# start of EXCERPTED TEXT

In recent years, Ferrari’s controversial support of their ‘lead’ driver has led many to believe that it has always been this way in a land that fostered Machiavelli. But at times like this I choose to counter the popular British press and re-inform people of the British teams penchant for ‘proper’ cheating!
On this day, in 1982, Nelson Piquet and Keke Rosberg were disqualified from their first and second places at the Brazilian Grand Prix.Their crime? Brabham and Williams – their respective teams – had run their cars underweight during the Grand Prix to nullify the advantage the turbo cars had. The practice at the time was to empty the ‘brake-cooling’ water tank and replenish the fluids after the race.
But this practice was outlawed after this event. In the event that people struggle to believe that the good ol’ bos would cheat so blatantly – it may serve to remember that the Brabham team owner at the time was Bernie Ecclestone – and we all know how honest he is…
Kvyat’s failure Red Bull’s fault
Daniel Ricciardo was unable to take part in second practice at the 2015 Australian GP weekend, due to an engine failure.
“The engine is broken after 50 kilometres,” rasped Helmut Marko to ORF. “We are promised again and again ‘Next time it will be better, the test results are encouraging’.
“We have a meeting on Wednesday in England. Those in charge of Renault are not yet here, they’re coming tonight, but it cannot be like this,” he added.
“If you have an engine failure after 50km, that is incomprehensible.”

# end of EXCERPTED TEXT
# start of DATA SECTION

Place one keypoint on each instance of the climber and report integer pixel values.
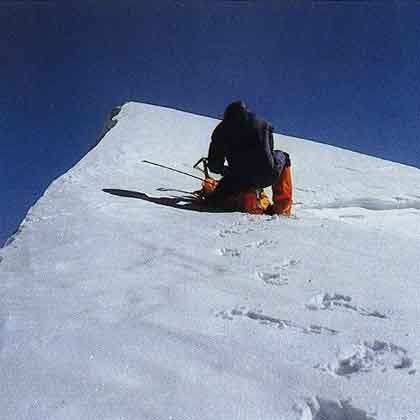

# end of DATA SECTION

## BRIEF A
Answer the following questions using the Formula One excerpt:
(i) In which year were Nelson Piquet and Keke Rosberg disqualified from the Brazilian Grand Prix?
(ii) Who owned the Brabham team at that time?
(iii) According to Helmut Marko, after how many kilometers did the engine break?
Mark each answer with the corresponding numeral.
## BRIEF B
Write out the portion of the Formula One excerpt between "On this day, in" and "an engine failure.", inclusive, reproducing it precisely.

## COMPLETE RESPONSE A
(i) 1982
(ii) Bernie Ecclestone
(iii) 50 kilometers

## COMPLETE RESPONSE B
On this day, in 1982, Nelson Piquet and Keke Rosberg were disqualified from their first and second places at the Brazilian Grand Prix.Their crime? Brabham and Williams – their respective teams – had run their cars underweight during the Grand Prix to nullify the advantage the turbo cars had. The practice at the time was to empty the ‘brake-cooling’ water tank and replenish the fluids after the race.
But this practice was outlawed after this event. In the event that people struggle to believe that the good ol’ bos would cheat so blatantly – it may serve to remember that the Brabham team owner at the time was Bernie Ecclestone – and we all know how honest he is…
Kvyat’s failure Red Bull’s fault
Daniel Ricciardo was unable to take part in second practice at the 2015 Australian GP weekend, due to an engine failure.